Task input Start Marker

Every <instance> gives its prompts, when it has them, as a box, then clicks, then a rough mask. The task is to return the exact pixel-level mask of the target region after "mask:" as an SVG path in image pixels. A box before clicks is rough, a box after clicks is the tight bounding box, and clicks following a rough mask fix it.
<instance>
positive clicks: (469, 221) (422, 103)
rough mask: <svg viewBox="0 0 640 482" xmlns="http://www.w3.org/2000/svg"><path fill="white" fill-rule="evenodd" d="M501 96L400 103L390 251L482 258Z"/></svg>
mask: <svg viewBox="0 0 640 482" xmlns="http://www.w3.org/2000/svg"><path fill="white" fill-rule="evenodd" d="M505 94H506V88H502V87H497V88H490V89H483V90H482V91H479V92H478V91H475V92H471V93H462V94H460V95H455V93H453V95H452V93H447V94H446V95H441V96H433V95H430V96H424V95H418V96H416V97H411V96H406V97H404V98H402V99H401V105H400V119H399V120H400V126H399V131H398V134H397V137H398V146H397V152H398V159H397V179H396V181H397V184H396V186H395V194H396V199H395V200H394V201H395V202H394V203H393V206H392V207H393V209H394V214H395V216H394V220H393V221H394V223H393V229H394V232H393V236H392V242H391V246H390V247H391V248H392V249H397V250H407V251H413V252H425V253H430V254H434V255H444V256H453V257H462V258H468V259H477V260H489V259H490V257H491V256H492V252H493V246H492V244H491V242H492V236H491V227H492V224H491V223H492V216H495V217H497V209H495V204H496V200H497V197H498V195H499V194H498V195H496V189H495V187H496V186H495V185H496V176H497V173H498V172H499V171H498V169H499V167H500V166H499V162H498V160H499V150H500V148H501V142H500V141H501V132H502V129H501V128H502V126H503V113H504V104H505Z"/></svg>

Task input End Marker

(What is expected):
Your answer must be the complete listing, reproduced exactly.

(Answer below):
Every <instance> gives its prompts, when it has them, as a box, then clicks, then a rough mask. The task is to return the exact pixel-level mask of the target region after "mask:" as an SVG path in image pixels. A box before clicks is rough, a box after clicks is the tight bounding box, and clicks following a rough mask fix it.
<instance>
positive clicks: (469, 221) (422, 103)
rough mask: <svg viewBox="0 0 640 482" xmlns="http://www.w3.org/2000/svg"><path fill="white" fill-rule="evenodd" d="M501 96L400 103L390 251L482 258Z"/></svg>
mask: <svg viewBox="0 0 640 482" xmlns="http://www.w3.org/2000/svg"><path fill="white" fill-rule="evenodd" d="M505 94H506V88H502V87H497V88H490V89H483V90H482V91H479V92H478V91H475V92H471V93H462V94H460V95H455V93H453V95H452V93H447V94H446V95H441V96H433V95H430V96H424V95H418V96H416V97H411V96H406V97H404V98H402V99H401V105H400V119H399V120H400V126H399V131H398V134H397V137H398V146H397V152H398V159H397V179H396V181H397V184H396V186H395V194H396V199H395V200H394V201H395V202H394V203H393V206H392V207H393V209H394V214H395V216H394V220H393V221H394V223H393V229H394V232H393V236H392V242H391V246H390V247H391V248H392V249H397V250H407V251H413V252H425V253H430V254H434V255H444V256H453V257H462V258H468V259H477V260H489V259H490V257H491V256H492V252H493V246H492V244H491V242H492V236H491V227H492V224H491V223H492V216H495V217H497V209H495V204H496V200H497V197H498V195H499V194H498V195H496V189H495V187H496V186H495V185H496V176H497V173H498V172H499V171H498V169H499V167H500V166H499V162H498V160H499V150H500V148H501V142H500V141H501V132H502V129H501V128H502V126H503V113H504V104H505Z"/></svg>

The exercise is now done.